-- Start of Extracted data --

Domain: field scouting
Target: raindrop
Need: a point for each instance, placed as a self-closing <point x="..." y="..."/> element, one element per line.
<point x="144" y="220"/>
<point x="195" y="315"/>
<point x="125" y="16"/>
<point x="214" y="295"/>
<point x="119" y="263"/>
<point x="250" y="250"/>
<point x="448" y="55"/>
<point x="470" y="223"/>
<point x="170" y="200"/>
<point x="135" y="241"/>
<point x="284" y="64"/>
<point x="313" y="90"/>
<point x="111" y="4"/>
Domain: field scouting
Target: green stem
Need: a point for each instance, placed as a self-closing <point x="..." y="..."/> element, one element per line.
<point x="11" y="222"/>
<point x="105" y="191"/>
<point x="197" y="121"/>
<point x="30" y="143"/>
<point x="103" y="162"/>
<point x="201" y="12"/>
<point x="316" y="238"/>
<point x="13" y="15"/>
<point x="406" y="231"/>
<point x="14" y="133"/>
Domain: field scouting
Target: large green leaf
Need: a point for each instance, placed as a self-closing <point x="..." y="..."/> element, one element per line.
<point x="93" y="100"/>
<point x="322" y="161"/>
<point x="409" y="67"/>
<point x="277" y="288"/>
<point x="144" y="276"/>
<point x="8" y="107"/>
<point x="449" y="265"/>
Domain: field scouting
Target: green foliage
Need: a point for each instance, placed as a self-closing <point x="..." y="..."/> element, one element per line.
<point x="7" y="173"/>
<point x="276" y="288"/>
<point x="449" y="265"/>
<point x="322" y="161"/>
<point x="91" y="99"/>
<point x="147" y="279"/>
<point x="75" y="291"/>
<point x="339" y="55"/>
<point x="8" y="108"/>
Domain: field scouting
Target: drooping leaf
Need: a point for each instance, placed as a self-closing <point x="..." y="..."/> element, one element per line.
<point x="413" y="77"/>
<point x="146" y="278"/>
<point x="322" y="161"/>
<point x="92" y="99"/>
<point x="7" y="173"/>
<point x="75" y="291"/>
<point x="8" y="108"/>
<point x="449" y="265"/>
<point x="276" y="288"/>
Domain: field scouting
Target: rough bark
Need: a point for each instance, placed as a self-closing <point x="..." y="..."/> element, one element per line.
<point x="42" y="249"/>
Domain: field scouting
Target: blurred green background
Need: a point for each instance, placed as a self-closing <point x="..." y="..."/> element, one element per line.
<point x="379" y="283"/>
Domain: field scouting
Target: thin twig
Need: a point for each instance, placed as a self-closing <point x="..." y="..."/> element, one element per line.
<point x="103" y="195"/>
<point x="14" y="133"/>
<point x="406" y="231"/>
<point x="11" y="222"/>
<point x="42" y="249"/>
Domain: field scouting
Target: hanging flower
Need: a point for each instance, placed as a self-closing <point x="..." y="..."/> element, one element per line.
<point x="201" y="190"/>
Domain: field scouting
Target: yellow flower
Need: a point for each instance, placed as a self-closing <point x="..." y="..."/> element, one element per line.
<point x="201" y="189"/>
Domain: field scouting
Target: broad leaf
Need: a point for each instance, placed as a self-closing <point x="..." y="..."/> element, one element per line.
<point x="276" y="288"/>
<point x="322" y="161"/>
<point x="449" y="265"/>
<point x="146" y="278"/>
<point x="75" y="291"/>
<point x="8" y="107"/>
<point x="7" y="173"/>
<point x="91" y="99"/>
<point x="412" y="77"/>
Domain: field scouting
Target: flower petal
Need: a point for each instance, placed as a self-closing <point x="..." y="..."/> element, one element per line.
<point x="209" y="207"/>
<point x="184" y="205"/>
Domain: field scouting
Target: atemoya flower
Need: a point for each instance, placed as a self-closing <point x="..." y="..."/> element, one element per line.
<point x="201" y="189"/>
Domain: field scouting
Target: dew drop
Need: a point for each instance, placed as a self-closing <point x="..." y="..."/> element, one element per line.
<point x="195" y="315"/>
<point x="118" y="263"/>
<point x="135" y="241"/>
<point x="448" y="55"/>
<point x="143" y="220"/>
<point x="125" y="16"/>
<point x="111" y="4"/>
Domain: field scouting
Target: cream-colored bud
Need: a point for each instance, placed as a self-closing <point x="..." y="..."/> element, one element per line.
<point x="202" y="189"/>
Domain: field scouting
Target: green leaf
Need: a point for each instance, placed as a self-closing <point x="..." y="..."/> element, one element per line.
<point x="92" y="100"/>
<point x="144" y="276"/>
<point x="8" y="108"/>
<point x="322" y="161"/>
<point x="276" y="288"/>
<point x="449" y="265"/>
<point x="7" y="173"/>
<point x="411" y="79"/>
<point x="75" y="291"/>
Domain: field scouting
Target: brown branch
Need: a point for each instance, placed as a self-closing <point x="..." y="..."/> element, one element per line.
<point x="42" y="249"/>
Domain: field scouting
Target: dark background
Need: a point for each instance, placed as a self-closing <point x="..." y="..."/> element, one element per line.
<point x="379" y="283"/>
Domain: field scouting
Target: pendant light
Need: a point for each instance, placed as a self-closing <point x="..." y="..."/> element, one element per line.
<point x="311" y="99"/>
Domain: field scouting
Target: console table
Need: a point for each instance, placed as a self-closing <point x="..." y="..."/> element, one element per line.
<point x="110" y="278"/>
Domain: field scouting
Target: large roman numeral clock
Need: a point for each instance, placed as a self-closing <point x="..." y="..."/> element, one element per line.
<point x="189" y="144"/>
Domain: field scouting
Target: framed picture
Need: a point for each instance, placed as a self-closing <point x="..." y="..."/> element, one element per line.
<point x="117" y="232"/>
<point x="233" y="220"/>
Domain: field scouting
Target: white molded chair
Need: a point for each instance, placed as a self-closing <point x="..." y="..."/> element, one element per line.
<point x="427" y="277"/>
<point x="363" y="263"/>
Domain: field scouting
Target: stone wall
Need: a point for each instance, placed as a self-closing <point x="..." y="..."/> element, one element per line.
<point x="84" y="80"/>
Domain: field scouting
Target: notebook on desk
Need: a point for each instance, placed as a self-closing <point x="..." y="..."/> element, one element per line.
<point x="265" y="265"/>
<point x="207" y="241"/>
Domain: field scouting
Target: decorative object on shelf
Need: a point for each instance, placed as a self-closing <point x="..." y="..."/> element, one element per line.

-- End of Extracted data --

# [Exercise prompt]
Return every entry verbatim.

# [Output of the exercise]
Domain: field scouting
Target: raindrop
Need: a point for each instance, placed as a self-closing <point x="..." y="..."/> element, one element per line.
<point x="144" y="220"/>
<point x="195" y="315"/>
<point x="125" y="16"/>
<point x="214" y="295"/>
<point x="119" y="263"/>
<point x="250" y="250"/>
<point x="448" y="55"/>
<point x="470" y="223"/>
<point x="170" y="200"/>
<point x="135" y="241"/>
<point x="284" y="64"/>
<point x="313" y="90"/>
<point x="111" y="4"/>
Domain: field scouting
Target: green stem
Need: a point for each instance, placed as a self-closing <point x="..." y="..."/> element, one element per line.
<point x="11" y="222"/>
<point x="105" y="191"/>
<point x="197" y="121"/>
<point x="30" y="143"/>
<point x="103" y="162"/>
<point x="201" y="12"/>
<point x="316" y="238"/>
<point x="13" y="15"/>
<point x="406" y="231"/>
<point x="14" y="133"/>
Domain: field scouting
Target: large green leaf
Need: a point for each instance, placed as a self-closing <point x="..." y="..."/> element, one element per line.
<point x="93" y="100"/>
<point x="322" y="161"/>
<point x="409" y="67"/>
<point x="277" y="288"/>
<point x="144" y="276"/>
<point x="8" y="107"/>
<point x="449" y="265"/>
Domain: field scouting
Target: green foliage
Need: a point for each instance, placed as a self-closing <point x="..." y="..."/> element, one element per line.
<point x="7" y="173"/>
<point x="276" y="288"/>
<point x="449" y="265"/>
<point x="322" y="161"/>
<point x="91" y="99"/>
<point x="147" y="279"/>
<point x="75" y="291"/>
<point x="339" y="55"/>
<point x="8" y="108"/>
Domain: field scouting
Target: drooping leaf
Need: a point for each instance, placed as a self-closing <point x="..." y="..."/> element, one element per line.
<point x="413" y="77"/>
<point x="146" y="278"/>
<point x="322" y="161"/>
<point x="92" y="99"/>
<point x="7" y="173"/>
<point x="75" y="291"/>
<point x="8" y="108"/>
<point x="449" y="265"/>
<point x="276" y="288"/>
Domain: field scouting
Target: rough bark
Need: a point for each instance, placed as a self-closing <point x="..." y="..."/> element, one element per line.
<point x="42" y="249"/>
Domain: field scouting
Target: blurred green background
Need: a point for each instance, placed as a self-closing <point x="..." y="..."/> element, one element per line.
<point x="379" y="283"/>
Domain: field scouting
Target: thin twig
Need: a point for each instance, placed as a self-closing <point x="..." y="..."/> element, one element per line.
<point x="103" y="195"/>
<point x="14" y="133"/>
<point x="406" y="231"/>
<point x="11" y="222"/>
<point x="42" y="249"/>
Domain: field scouting
Target: hanging flower
Need: a point for each instance, placed as a self-closing <point x="..." y="..."/> element, one element per line.
<point x="201" y="190"/>
Domain: field scouting
Target: yellow flower
Need: a point for each instance, placed as a self-closing <point x="..." y="..."/> element, one element per line.
<point x="201" y="189"/>
Domain: field scouting
Target: broad leaf
Need: a point for each instance, placed as a self-closing <point x="..." y="..."/> element, one element per line.
<point x="276" y="288"/>
<point x="322" y="161"/>
<point x="449" y="265"/>
<point x="146" y="278"/>
<point x="75" y="291"/>
<point x="8" y="107"/>
<point x="7" y="173"/>
<point x="91" y="99"/>
<point x="412" y="77"/>
Domain: field scouting
Target: flower petal
Need: a point for each instance, placed as a self-closing <point x="..." y="..."/> element, one element per line.
<point x="209" y="207"/>
<point x="184" y="205"/>
Domain: field scouting
Target: atemoya flower
Need: a point for each instance, placed as a self-closing <point x="..." y="..."/> element, one element per line.
<point x="201" y="189"/>
Domain: field scouting
Target: dew drop
Need: a point for each instance, placed as a self-closing <point x="..." y="..."/> element, one element per line.
<point x="195" y="315"/>
<point x="118" y="263"/>
<point x="135" y="241"/>
<point x="448" y="55"/>
<point x="143" y="220"/>
<point x="125" y="16"/>
<point x="111" y="4"/>
Domain: field scouting
Target: cream-colored bud
Need: a point for each instance, placed as a self-closing <point x="..." y="..."/> element, one element per line.
<point x="202" y="189"/>
Domain: field scouting
Target: green leaf
Need: a point for each instance, placed as a self-closing <point x="..." y="..."/> element, one element per line.
<point x="92" y="100"/>
<point x="144" y="276"/>
<point x="8" y="108"/>
<point x="322" y="161"/>
<point x="276" y="288"/>
<point x="449" y="265"/>
<point x="7" y="173"/>
<point x="411" y="79"/>
<point x="75" y="291"/>
Domain: field scouting
Target: brown branch
Need: a point for each instance, placed as a self-closing <point x="..." y="..."/> element, one element per line.
<point x="42" y="249"/>
Domain: field scouting
Target: dark background
Need: a point for each instance, placed as a self-closing <point x="..." y="..."/> element, one element per line.
<point x="379" y="283"/>
Domain: field scouting
Target: pendant light
Need: a point for each instance, placed as a self-closing <point x="..." y="..."/> element, one element per line.
<point x="311" y="99"/>
Domain: field scouting
Target: console table
Need: a point for each instance, placed as a self-closing <point x="..." y="..."/> element, one element per line.
<point x="110" y="278"/>
Domain: field scouting
Target: large roman numeral clock
Need: a point for each instance, placed as a self-closing <point x="..." y="..."/> element, one element per line.
<point x="189" y="144"/>
Domain: field scouting
Target: framed picture
Need: a point for each instance, placed as a self-closing <point x="..." y="..."/> element, one element per line.
<point x="117" y="232"/>
<point x="233" y="220"/>
Domain: field scouting
Target: white molded chair
Need: a point for each instance, placed as a self-closing <point x="..." y="..."/> element, one element per line.
<point x="427" y="277"/>
<point x="363" y="263"/>
Domain: field scouting
Target: stone wall
Need: a point for each instance, placed as a self-closing <point x="..." y="..."/> element, one element per line.
<point x="84" y="80"/>
Domain: field scouting
Target: notebook on desk
Need: a point for each instance, placed as a self-closing <point x="..." y="..."/> element, one element per line.
<point x="265" y="265"/>
<point x="207" y="241"/>
Domain: field scouting
Target: decorative object on shelf
Need: a point for each instance, placed as a self-closing <point x="..." y="..."/> element, one element per line.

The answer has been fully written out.